>> BEGIN ENTRIES SHOWN

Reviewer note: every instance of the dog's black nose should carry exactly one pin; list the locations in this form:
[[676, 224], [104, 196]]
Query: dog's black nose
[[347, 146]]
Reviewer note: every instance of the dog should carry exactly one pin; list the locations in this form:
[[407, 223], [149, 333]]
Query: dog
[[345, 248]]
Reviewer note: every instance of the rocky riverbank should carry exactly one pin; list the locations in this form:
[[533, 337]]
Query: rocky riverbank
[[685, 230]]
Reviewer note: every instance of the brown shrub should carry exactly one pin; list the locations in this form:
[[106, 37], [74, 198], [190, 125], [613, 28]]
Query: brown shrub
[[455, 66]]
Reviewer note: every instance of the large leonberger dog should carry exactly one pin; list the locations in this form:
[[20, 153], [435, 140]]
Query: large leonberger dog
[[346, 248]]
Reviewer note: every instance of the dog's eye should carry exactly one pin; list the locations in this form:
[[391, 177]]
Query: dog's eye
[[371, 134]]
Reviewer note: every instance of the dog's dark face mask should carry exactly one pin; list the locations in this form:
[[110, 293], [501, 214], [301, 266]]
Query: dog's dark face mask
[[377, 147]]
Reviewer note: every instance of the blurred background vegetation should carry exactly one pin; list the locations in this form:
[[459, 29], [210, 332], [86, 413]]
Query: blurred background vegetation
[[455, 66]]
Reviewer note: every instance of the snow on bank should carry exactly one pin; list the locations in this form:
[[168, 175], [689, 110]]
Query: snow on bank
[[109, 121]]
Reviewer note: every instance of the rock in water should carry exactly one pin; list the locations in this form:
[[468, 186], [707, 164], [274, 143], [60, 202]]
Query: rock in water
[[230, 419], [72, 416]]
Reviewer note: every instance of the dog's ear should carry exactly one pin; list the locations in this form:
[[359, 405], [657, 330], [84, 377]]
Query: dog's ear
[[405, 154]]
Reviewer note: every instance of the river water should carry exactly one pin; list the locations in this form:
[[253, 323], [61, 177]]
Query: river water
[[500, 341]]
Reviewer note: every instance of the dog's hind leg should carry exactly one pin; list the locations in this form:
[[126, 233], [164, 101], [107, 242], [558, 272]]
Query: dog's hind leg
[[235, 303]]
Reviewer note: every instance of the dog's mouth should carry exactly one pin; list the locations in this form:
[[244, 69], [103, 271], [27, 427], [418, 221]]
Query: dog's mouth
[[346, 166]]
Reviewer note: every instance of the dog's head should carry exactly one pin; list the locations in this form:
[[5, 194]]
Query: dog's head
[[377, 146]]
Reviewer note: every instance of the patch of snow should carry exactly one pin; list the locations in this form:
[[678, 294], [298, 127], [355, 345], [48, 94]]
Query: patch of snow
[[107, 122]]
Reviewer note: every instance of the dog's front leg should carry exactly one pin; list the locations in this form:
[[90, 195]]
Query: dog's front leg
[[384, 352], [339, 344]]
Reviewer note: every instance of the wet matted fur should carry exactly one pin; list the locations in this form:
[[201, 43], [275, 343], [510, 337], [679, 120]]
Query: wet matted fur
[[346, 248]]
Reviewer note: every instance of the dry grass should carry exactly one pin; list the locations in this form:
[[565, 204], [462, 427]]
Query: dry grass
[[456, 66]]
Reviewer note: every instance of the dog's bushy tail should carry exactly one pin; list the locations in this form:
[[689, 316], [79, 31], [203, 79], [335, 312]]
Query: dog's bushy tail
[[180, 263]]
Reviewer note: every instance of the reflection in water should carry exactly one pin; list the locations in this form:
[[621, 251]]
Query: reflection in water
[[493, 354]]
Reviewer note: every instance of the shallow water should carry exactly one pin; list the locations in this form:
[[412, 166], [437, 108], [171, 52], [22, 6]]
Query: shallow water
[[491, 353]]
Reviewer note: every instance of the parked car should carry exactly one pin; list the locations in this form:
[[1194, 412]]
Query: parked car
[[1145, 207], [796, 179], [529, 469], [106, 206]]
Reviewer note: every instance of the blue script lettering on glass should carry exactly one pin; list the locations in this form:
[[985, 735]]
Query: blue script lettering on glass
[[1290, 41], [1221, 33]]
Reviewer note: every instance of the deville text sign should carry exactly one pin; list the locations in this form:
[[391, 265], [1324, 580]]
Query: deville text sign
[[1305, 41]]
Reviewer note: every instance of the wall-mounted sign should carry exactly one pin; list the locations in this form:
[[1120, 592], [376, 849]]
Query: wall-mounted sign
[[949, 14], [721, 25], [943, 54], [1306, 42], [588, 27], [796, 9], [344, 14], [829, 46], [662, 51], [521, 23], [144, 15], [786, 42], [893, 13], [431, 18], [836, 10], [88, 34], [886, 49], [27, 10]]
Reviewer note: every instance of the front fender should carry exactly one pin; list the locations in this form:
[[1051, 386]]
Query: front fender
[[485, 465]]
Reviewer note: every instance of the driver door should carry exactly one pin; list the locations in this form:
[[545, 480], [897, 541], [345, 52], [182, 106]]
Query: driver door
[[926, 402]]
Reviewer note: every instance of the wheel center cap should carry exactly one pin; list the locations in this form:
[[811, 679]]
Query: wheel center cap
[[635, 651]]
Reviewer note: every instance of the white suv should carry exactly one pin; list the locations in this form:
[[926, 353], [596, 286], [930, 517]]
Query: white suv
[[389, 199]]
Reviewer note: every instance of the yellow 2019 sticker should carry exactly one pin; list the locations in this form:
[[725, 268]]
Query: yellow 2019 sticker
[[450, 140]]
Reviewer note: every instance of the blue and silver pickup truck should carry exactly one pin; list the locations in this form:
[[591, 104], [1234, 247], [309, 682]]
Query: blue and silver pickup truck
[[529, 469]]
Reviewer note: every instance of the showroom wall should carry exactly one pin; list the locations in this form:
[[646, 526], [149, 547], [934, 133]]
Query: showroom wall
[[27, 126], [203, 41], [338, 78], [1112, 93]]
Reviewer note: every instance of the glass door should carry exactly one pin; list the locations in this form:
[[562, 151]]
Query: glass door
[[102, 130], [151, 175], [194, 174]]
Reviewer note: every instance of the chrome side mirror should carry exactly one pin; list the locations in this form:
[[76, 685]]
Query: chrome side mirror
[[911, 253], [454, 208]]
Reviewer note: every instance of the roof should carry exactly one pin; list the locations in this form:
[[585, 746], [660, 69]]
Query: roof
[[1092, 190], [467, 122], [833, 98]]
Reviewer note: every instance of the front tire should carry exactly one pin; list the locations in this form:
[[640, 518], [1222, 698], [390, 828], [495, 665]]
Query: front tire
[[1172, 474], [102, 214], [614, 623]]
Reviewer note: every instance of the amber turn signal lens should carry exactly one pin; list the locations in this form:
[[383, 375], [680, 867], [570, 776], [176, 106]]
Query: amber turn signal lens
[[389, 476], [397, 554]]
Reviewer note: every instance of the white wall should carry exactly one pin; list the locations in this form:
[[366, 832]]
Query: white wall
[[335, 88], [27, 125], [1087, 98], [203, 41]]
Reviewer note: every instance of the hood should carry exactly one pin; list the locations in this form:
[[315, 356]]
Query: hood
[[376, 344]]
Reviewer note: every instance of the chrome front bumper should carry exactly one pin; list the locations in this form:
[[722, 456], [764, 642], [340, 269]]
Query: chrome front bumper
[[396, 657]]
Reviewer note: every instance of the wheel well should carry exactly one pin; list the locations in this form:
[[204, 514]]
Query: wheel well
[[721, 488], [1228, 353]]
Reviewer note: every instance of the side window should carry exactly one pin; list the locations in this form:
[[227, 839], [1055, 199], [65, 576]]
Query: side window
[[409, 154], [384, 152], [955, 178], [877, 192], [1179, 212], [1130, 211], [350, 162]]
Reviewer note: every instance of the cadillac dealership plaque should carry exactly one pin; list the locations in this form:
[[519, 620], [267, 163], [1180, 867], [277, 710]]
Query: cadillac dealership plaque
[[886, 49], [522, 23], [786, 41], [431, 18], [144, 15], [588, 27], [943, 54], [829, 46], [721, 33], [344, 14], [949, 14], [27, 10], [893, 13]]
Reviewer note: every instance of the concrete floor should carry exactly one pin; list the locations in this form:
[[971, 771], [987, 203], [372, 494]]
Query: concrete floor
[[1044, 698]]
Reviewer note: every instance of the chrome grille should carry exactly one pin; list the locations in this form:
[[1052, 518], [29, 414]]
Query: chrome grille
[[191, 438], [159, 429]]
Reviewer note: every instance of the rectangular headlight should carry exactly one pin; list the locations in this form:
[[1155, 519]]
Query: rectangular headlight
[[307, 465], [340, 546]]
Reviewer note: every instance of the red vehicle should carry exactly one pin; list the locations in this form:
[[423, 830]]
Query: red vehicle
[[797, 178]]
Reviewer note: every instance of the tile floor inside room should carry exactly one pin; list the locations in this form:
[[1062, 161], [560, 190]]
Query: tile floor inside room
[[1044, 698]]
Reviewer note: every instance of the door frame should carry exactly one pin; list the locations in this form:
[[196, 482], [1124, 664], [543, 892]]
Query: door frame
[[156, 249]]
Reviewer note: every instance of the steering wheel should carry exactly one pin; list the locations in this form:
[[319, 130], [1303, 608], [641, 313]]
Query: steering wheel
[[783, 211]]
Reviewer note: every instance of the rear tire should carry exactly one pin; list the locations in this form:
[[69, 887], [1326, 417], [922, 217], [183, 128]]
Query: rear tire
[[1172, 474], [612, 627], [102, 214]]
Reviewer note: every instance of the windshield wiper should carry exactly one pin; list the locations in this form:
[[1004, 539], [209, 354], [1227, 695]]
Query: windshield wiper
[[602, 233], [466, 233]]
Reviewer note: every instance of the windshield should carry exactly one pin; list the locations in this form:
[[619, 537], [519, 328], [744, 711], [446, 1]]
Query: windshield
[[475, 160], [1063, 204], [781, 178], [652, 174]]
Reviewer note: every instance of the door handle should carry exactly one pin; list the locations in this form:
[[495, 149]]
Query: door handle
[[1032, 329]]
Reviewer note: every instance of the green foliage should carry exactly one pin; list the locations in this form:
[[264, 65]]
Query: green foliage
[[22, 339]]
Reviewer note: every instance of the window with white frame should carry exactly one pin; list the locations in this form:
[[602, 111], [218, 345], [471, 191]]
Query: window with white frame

>> END ENTRIES SHOWN

**SET EXERCISE**: Copy the data word for word, starting at its first line and stopping after the line that contains "[[347, 146]]".

**EXERCISE SOLUTION**:
Reviewer note: every instance of the dog's black nose should carry exactly one pin; list the locations in this form:
[[676, 224], [104, 196]]
Query: dog's black nose
[[347, 146]]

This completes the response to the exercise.